Entscheidungsstichwort (Thema)

Sturz eines Dressurhengstes bei Überflug eines Kampfflugzeugs (Tornado) mit Überschallgeschwindigkeit (Wertverlust des Hengstes danach: 30.000 EUR)

 

Leitsatz (amtlich)

Ist für die Entstehung eines Schadens auch die Tiergefahr des eigenen Tieres des Geschädigten mitursächlich, so muss sich der Geschädigte dies entsprechend § 254 Abs. 1, § 833 Satz 1 BGB mindernd auf seinen Anspruch aus § 833 Satz 1 BGB anrechnen lassen.

Voraussetzung ist, dass die typische Tiergefahr des Tieres des Geschädigten bei der Schadensentstehung adäquat mitursächlich geworden ist.

Eine typische Tiergefahr äußert sich in einem der tierischen Natur entsprechenden unberechenbaren und selbständigen Verhalten.

Durch das infolge eines überfliegenden Kampfflugzeugs (Tornado) verursachte Erschrecken, das unvermittelt zu einer Eigenverletzung eines Pferdes führte, hat sich dessen typische Tiergefahr realisiert.

Für die entsprechend § 254 Abs. 1 BGB vorzunehmende Abwägung der Verursachungsbeiträge des Tierhalters (aus § 833 Satz 1 BGB) und des Flugzeughalters (gem. § 33 Abs. 1 LuftVG) kommt es darauf an, mit welchem Gewicht konkret sich das jeweils verkörperte Gefahrenpotential in der Schädigung manifestiert hat.

 

Normenkette

BGB § 254 Abs. 1, § 833 S. 1; LuftVG § 33 Abs. 1

 

Verfahrensgang

LG Verden (Aller) (Urteil vom 15.07.2022; Aktenzeichen 1a O 170/21)

 

Tenor

Die Berufung der Klägerin gegen das am 15. Juli 2022 verkündete Urteil der Einzelrichterin der 1. Zivilkammer des Landgerichts Verden - 1a O 170/21 - wird zurückgewiesen.

Hinsichtlich des ursprünglichen Antrags zu 1 der Berufungsbegründung hat die Klägerin ihr Rechtsmittel verloren.

Die Kosten des Berufungsverfahrens hat die Klägerin zu tragen.

Das genannte Urteil sowie dieser Beschluss sind ohne Sicherheitsleistung vorläufig vollstreckbar.

Streitwert des Berufungsverfahrens: 11.679,48 EUR bis zum 14. September 2022, danach 4.978,23 EUR (wobei der Wert des Feststellungsantrags jeweils mit 1.000 EUR angesetzt worden ist).

 

Gründe

Die zulässige Berufung war offensichtlich erfolglos.

- _Bereitgestellte Angaben_:
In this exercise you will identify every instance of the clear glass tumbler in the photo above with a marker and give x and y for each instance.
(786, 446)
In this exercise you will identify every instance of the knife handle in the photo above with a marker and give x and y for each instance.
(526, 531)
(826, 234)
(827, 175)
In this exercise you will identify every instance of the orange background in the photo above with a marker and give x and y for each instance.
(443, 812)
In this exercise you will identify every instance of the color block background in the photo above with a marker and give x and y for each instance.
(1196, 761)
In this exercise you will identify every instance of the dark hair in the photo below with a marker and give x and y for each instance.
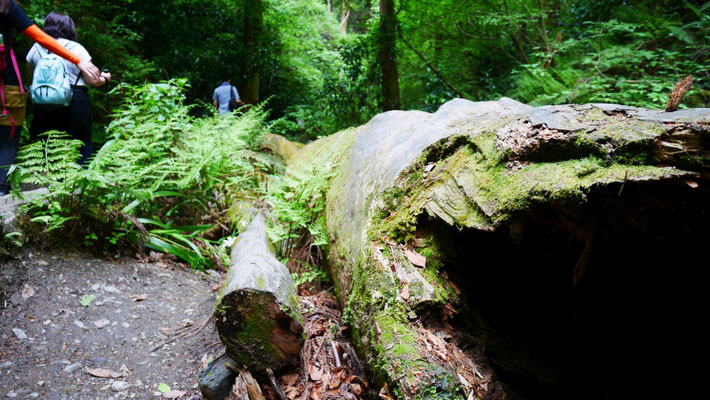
(58, 25)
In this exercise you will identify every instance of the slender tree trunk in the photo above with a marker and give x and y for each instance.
(345, 14)
(253, 31)
(388, 56)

- _Arbeitsanweisungen_:
**A.** Stimmen die folgenden Aussagen mit dem Textauszug überein? Antworte jeweils mit Ja oder Nein und zitiere die entscheidenden Worte wörtlich. (i) Das angefochtene Urteil des Landgerichts Verden wurde am 15. Juli 2022 verkündet. (ii) Die Kosten des Berufungsverfahrens trägt die Beklagte. (iii) Der Wertverlust des Hengstes betrug 30.000 EUR.
**B.** Zitiere aus der Auflistung die Zeilen vom Anfang bis einschließlich der Zeile mit „(1196, 761)“.
Textauszug und Auflistung sind voneinander unabhängiges Material.

- _Lösungen pro Aufgabe_:
**A.**
(i) Ja: „das am 15. Juli 2022 verkündete Urteil der Einzelrichterin der 1. Zivilkammer des Landgerichts Verden“
(ii) Nein: „Die Kosten des Berufungsverfahrens hat die Klägerin zu tragen.“
(iii) Ja: „Wertverlust des Hengstes danach: 30.000 EUR“

**B.**
In this exercise you will identify every instance of the clear glass tumbler in the photo above with a marker and give x and y for each instance.
(786, 446)
In this exercise you will identify every instance of the knife handle in the photo above with a marker and give x and y for each instance.
(526, 531)
(826, 234)
(827, 175)
In this exercise you will identify every instance of the orange background in the photo above with a marker and give x and y for each instance.
(443, 812)
In this exercise you will identify every instance of the color block background in the photo above with a marker and give x and y for each instance.
(1196, 761)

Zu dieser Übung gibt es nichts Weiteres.